-- start Document --

39.—(1) If the funds of the protected energy company’s assets are to be distributed then they shall be distributed by the energy administrator to meet the following expenses and debts in the order in which they are mentioned–
(a)the expenses of the energy administration;
(b)any preferential debts within the meaning of section 386 of the 1986 Act (excluding any interest which has been accrued thereon to the date on which the protected energy company entered energy administration);
(c)ordinary debt, that is to say a debt which is neither a secured debt nor a debt mentioned in any other sub-paragraph of this paragraph;
(d)interest at the official rate on–
(i)the preferential debts, and
(ii)the ordinary debts,
between the said date on which the protected energy company entered energy administration and the date of payment of the debt; and
(e)any postponed debt.
(2) In the above paragraph–
(a)“postponed debt” means a creditor’s right to any alienation which has been reduced or restored to the protected energy company’s assets under section 242 of the 1986 Act or to the proceeds of sale of such an alienation; and
(b)“official rate” shall be construed in accordance with subsection (4) of section 189 of the 1986 Act and, for the purposes of paragraph (a) of that subsection, as applied to Scotland by subsection (5), the rate specified in the Rules shall be 15 per centum per annum.
(3) The expenses of the energy administration mentioned in sub-paragraph (a) of paragraph (1) above are payable in the order of priority mentioned in Rule 40.
(4) Subject to the provisions of paragraph (5), any debt falling within any of sub-paragraphs (b) to (e) of paragraph (1) shall have the same priority as any other debt falling within the same sub paragraph and, where the funds of the protected energy company’s assets are inadequate to enable the debts mentioned in this paragraph to be paid in full, they shall abate in equal proportions.
(5) So far as the assets of the protected energy company available for payment of general creditors are insufficient to meet them, preferential debts have priority over the claims of holders of debentures secured by, or holders of, any floating charge created by the protected energy company, and shall be paid accordingly out of any property comprised in or subject to that charge.

-- end Document --
-- start Source material --

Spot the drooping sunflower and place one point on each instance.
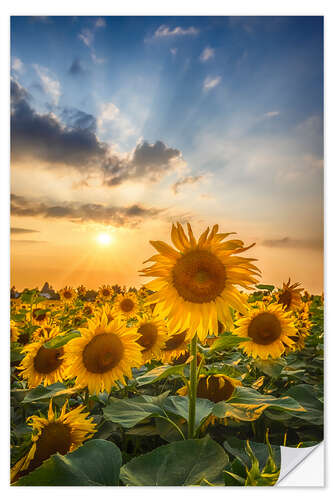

-- end Source material --

Please list, in the order of payment, the expenses and debts that the energy administration rule says the energy administrator must meet from the distributed funds. The lines after the text are separate material.

1. The expenses of the energy administration
2. Preferential debts within the meaning of section 386 of the 1986 Act, excluding interest accrued up to the date the protected energy company entered energy administration
3. Ordinary debts
4. Interest at the official rate on the preferential debts and the ordinary debts
5. Postponed debts